◆ TEXTO DE LECTURA:
Más tarde, Neidan me envió un mensaje diciendo que no iría a trabajar al día siguiente porque él y Daniela iban a dar un paseo. Le respondí con varios mensajes escritos y algunas notas de voz airadas, regañándole por su decisión. Nunca respondió ni hizo caso. No le di mucha importancia; a veces evitaba contestarme para evitar una discusión.
A la tarde siguiente, el silencio empezó a pesarme. A las seis de la tarde, su ausencia me roía el corazón y decidí ponerme en contacto con la familia de Daniela. Ella tampoco había vuelto a casa. Una oleada de pavor me inundó, apretándose en mi pecho. Apenas podía respirar y tragar me resultaba casi imposible.
Aquella noche, el sueño me fue esquivo. No dejaba de mirar por la ventana de mi habitación, desde donde veía el camino que llevaba a la casa. Esperaba ver a Neidan caminando hacia casa. Durante toda la noche, volví a tumbarme, con los ojos muy abiertos, mirando al techo y esperando.
Cada vez que ladraban los perros del vecindario, pensaba: «Ahí viene». Mi corazón saltaba de esperanza, pero cada vez, no era él. Así pasó toda la noche. El miércoles por la mañana, mi ansiedad se hizo insoportable. Junto con la madre de Daniela, fuimos a la fiscalía a denunciar la desaparición de ambos.
En la fiscalía nos enviaron una imagen por WhatsApp para que la imprimiéramos y la pegáramos por la ciudad para ayudar en la búsqueda. Pusimos carteles por todas partes y compartí la imagen en las redes sociales, incluyendo mi número de teléfono por si alguien tenía información. Entonces sonó mi teléfono: una llamada de un número desconocido. La voz al otro lado, con acento colombiano, decía: «Tengo a su hijo».
Era mediodía y estaba comiendo. Salté de la silla y corrí por el camino de entrada para conseguir una señal mejor. De fondo, oí el sonido de cuchillos o machetes siendo afilados, junto con voces profundas murmurando. «Tiene que depositar 1.500 dólares ahora mismo», exigió la voz. «La vida de su hijo está en peligro. Vamos a matarlo ahora mismo».

◆ EJERCICIOS PARA RESOLVER:
- a) Responde a estas preguntas a partir del texto de lectura:
(i) ¿Qué motivo dio Neidan para no ir a trabajar al día siguiente?
(ii) ¿A qué hora de la tarde siguiente se decidió contactar con la familia de Daniela?
(iii) ¿Qué cantidad de dinero exigió la voz al teléfono?
- b) Enumera todos los sonidos que, según el texto de lectura, llegan a oídos de quien narra.

◆ LISTADO:
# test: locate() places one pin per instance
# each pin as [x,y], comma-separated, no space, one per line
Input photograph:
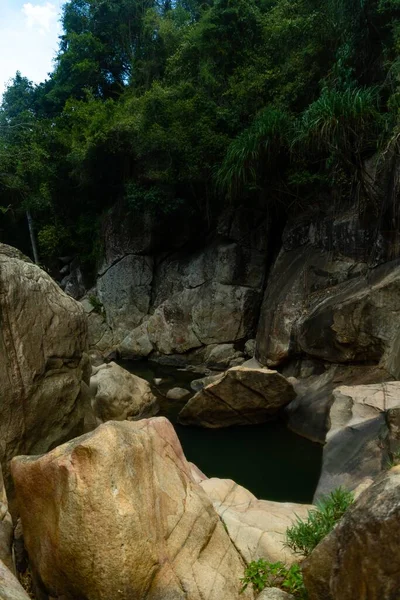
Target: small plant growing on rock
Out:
[394,460]
[262,574]
[304,536]
[97,305]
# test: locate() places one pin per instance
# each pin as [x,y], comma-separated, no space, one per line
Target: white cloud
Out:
[43,17]
[28,38]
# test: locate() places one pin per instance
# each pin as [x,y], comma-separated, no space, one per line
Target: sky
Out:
[28,38]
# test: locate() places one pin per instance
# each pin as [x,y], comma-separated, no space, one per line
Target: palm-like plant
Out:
[253,149]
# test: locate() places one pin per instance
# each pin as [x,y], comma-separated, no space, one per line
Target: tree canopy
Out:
[166,103]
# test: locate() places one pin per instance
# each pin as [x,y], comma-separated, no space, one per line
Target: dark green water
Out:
[269,460]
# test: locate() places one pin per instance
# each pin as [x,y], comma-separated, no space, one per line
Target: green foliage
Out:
[260,143]
[304,536]
[50,239]
[261,574]
[394,460]
[160,105]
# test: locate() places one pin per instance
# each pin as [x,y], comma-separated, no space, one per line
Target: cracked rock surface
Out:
[117,513]
[242,396]
[43,366]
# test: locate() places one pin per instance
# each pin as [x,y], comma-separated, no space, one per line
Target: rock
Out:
[6,529]
[124,289]
[250,348]
[274,594]
[44,370]
[356,448]
[317,569]
[256,527]
[100,334]
[73,283]
[300,278]
[355,323]
[308,414]
[393,423]
[222,356]
[126,518]
[356,404]
[199,384]
[361,559]
[177,394]
[10,588]
[136,345]
[242,396]
[119,395]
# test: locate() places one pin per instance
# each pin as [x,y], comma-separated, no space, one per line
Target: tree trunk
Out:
[32,236]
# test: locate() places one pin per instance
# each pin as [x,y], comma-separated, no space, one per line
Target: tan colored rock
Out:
[256,527]
[10,588]
[274,594]
[242,396]
[43,365]
[177,394]
[361,559]
[6,529]
[136,344]
[357,447]
[355,404]
[120,395]
[117,514]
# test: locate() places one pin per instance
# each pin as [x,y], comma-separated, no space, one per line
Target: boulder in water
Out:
[242,396]
[118,394]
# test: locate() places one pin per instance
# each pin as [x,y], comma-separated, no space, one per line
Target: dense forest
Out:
[192,104]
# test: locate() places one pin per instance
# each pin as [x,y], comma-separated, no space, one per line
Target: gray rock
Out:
[124,290]
[10,588]
[199,384]
[361,557]
[73,284]
[137,344]
[357,446]
[298,279]
[242,396]
[177,394]
[308,414]
[222,356]
[119,395]
[250,348]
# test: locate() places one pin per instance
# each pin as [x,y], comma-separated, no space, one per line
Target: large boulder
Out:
[274,594]
[6,529]
[308,414]
[124,289]
[256,527]
[119,395]
[44,371]
[117,514]
[10,588]
[360,558]
[242,396]
[357,446]
[355,322]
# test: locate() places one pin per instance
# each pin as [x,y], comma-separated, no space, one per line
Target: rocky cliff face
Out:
[176,297]
[44,369]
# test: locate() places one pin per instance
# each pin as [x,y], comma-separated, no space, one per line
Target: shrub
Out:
[304,536]
[261,574]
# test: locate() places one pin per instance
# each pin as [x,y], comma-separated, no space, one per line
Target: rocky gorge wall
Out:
[179,297]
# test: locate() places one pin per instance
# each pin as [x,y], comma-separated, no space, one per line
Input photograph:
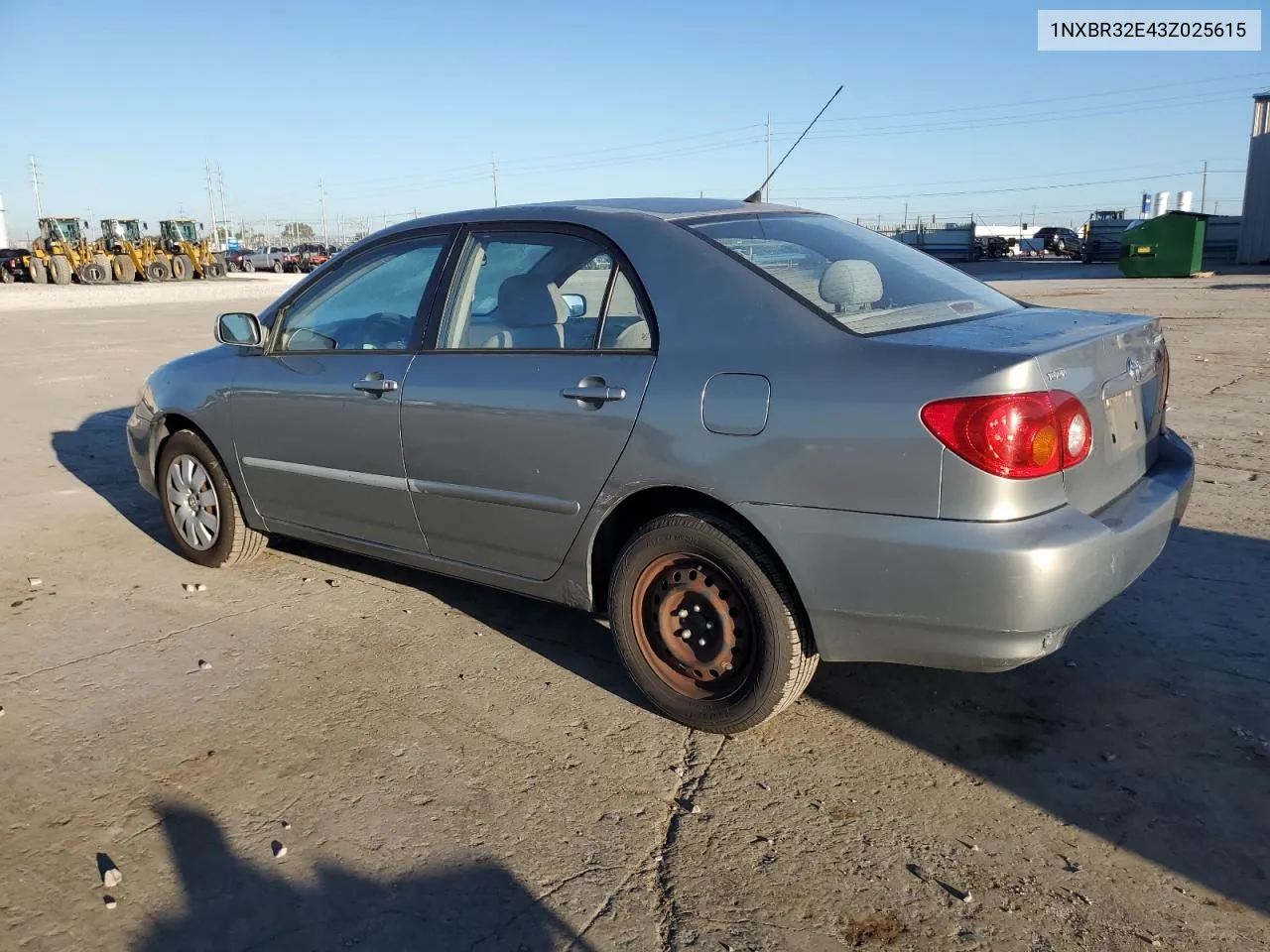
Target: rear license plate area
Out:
[1125,424]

◆ SOLUCIONES POR TAREA:
- a)
(i) Dijo que él y Daniela iban a dar un paseo.
(ii) A las seis de la tarde.
(iii) Exigió 1.500 dólares.

- b)
- Los ladridos de los perros del vecindario.
- El sonido del teléfono al recibir la llamada de un número desconocido.
- La voz con acento colombiano al otro lado de la línea.
- El sonido de cuchillos o machetes siendo afilados.
- Voces profundas murmurando.